#### What the task asks:
For each line in the data below, write an exact copy.

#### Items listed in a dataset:
++++

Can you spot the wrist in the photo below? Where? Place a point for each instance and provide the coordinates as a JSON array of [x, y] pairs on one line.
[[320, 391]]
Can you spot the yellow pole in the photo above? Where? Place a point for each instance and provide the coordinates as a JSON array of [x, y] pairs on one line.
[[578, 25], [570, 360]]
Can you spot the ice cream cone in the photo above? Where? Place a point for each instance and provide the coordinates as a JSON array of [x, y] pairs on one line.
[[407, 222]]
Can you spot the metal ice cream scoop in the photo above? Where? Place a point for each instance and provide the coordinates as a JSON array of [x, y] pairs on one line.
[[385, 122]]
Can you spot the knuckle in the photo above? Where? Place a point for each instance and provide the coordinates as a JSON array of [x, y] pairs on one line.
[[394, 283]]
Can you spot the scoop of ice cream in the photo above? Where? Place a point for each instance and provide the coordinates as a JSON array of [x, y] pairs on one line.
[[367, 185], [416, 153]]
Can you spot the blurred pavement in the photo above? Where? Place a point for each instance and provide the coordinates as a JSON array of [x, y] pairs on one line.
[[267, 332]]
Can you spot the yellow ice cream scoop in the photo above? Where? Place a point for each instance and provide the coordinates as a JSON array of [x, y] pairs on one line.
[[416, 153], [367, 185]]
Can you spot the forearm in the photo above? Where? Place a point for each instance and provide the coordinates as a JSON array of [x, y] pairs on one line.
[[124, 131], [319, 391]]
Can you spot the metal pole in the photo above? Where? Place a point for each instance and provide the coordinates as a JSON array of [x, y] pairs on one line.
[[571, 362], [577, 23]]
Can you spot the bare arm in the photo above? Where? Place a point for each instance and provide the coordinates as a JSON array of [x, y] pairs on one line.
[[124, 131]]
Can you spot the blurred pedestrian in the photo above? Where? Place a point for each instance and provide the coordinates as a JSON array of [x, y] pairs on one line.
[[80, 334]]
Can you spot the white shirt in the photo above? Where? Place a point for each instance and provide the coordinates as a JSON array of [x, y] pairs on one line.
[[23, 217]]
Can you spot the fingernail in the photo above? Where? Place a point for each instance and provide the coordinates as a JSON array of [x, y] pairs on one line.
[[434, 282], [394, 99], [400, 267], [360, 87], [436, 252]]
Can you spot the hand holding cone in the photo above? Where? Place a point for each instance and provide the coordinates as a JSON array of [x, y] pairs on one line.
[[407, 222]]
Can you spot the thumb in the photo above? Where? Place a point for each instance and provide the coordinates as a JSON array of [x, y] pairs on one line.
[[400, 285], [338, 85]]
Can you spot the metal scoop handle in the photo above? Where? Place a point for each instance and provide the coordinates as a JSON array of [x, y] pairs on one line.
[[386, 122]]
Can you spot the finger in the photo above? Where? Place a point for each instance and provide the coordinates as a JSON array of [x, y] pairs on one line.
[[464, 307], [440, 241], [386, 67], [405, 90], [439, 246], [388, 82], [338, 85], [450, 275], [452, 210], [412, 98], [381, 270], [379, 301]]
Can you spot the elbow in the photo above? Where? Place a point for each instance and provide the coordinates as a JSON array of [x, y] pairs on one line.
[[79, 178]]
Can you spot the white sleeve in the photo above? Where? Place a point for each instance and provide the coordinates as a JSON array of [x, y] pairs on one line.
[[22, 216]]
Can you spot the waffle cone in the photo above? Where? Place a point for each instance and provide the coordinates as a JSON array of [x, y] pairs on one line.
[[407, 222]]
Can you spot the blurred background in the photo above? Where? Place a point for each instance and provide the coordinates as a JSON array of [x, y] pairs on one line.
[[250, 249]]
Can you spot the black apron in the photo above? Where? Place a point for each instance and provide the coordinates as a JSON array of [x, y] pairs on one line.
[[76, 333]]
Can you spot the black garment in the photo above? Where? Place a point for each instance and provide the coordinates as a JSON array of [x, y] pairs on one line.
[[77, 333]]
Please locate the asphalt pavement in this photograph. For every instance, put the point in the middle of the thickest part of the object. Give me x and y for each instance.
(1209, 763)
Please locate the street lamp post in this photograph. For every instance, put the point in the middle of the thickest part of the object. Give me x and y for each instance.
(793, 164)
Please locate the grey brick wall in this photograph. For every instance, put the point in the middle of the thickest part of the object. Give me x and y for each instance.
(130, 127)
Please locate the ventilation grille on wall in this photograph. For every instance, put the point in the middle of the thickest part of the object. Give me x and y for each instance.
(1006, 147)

++++

#### Reply:
Can you spot the wrist in the photo below? Where? Place a point for each instance and provide the coordinates as a JSON array of [x, y] pairs on one line.
[[320, 391]]
Can you spot the yellow pole in the photo above? Where? Place a point for each instance and provide the coordinates as a JSON array of [x, y] pairs on one line.
[[578, 25], [570, 360]]
Can you spot the ice cream cone in the photo above? Where? Place a point for each instance and provide the coordinates as a JSON array of [x, y] pairs on one line.
[[407, 222]]
Can you spot the metal ice cream scoop in the photo above? Where? Place a point for each instance and provide the coordinates as a JSON array of [x, y] pairs on one line.
[[385, 122]]
Can you spot the knuckle in the photo above? Where? Place a point for each instance and provide the coordinates as a JSON array of [x, y] pairs on one line.
[[394, 283]]
Can you spot the scoop of ice cream in the photo above? Where? Place a point for each instance and provide the coordinates as a JSON array of [x, y] pairs on one line.
[[367, 185], [416, 153]]
Can you spot the blurred pavement in the photo above? Where? Place a point for each instance and provide the coordinates as a JSON array of [x, y] pairs on one line.
[[267, 332]]
Can you spot the yellow ice cream scoop in the photo above? Where? Place a point for each instance and provide the coordinates as a JSON array of [x, y] pairs on one line.
[[416, 153], [367, 185]]
Can you spot the forearm in the photo above? Where? Place a point for each instance and provide the coordinates as a JSON array of [x, y] pairs on one line.
[[124, 131], [319, 391]]
Can you spot the metal pole in the photo above? Where? Place a point for each instance and provide the coordinates as a JSON array of [x, y] pairs on one line.
[[571, 362], [577, 23]]
Can you spot the bare arm in the photo above? Where? Place a point for each instance and provide the coordinates as a JSON array of [x, y] pairs on one line.
[[124, 131]]
Can you spot the blurred pedestrian in the photo above? Where? Place a point for each instance and provide the coordinates as a JSON array of [x, y] pairs on one line.
[[80, 334]]
Can you spot the white shirt in the photo above? Where? Place a point for each instance and provide the coordinates as a JSON array of [x, y] pairs on one line.
[[23, 217]]
Can you spot the fingernail in the photo above? Where? Place a point for each instance and provide the coordinates as a JSON array of [x, y] pairs on one line.
[[434, 282], [394, 99], [400, 267], [360, 87], [436, 252]]
Can you spot the hand holding cone in the photo above? Where? Place a point for each instance and provide the coordinates as a JSON array of [x, y] pairs on one line.
[[407, 222]]
Can you spot the thumb in the photo above? Where? Place a point for each instance and provide the coordinates as a JSON array of [x, y] pairs on one line.
[[400, 285], [338, 85]]
Can you spot the metal scoop handle in the photo above? Where? Place a point for each instance and provide the coordinates as a JSON array of [x, y] pairs on one line.
[[386, 122]]
Can you spot the finger in the photo above? Where? Place a point for each instance and provide the coordinates as a JSON array of [x, y] pairs on one line.
[[464, 307], [440, 241], [386, 67], [405, 90], [439, 246], [388, 82], [338, 85], [450, 275], [452, 210], [412, 98], [381, 270], [379, 301]]
Can you spot the elbow in the photo above? Where? Place a point for each instance and provide the coordinates as a JSON array of [x, y] pairs on one line.
[[79, 178]]
Can you spot the white sleeve in the photo above? Where? Place a point for each instance and provide the coordinates as a JSON array of [x, y] pairs on one line.
[[22, 216]]
Can you spot the waffle cone in the photo above? Where? Place a point for each instance and provide the coordinates as a JSON array of [x, y] pairs on one line.
[[407, 222]]
Can you spot the blurred background in the photo above? Where? Place a point for each instance and provide the coordinates as a JSON array of [x, y] pairs on one line.
[[250, 249]]
Can you spot the black apron in the photo above? Where? Place a point for each instance and provide the coordinates as a JSON array of [x, y] pairs on one line.
[[76, 333]]
Can you spot the black garment in the photo above? Where? Place a point for each instance and provide the coordinates as a JSON array of [x, y] pairs on one line.
[[77, 333]]
Please locate the asphalt pavement in this photograph. For every instance, put the point in the middle of the thickest part of the object. Give me x and y for each instance.
(1209, 763)
Please locate the street lamp post in this photograph. For every instance, put the point in the middle of the thickest part of the object. Give me x and y for each instance.
(793, 164)
Please locate the grey brick wall in this photograph. For every instance, put the point in the middle of the thickest part of the object. Give me x and y for each instance.
(130, 127)
Please locate the ventilation grille on wall in this photograph. For every instance, put the point in the middle of the thickest part of the object. Give me x and y for each instance.
(1006, 147)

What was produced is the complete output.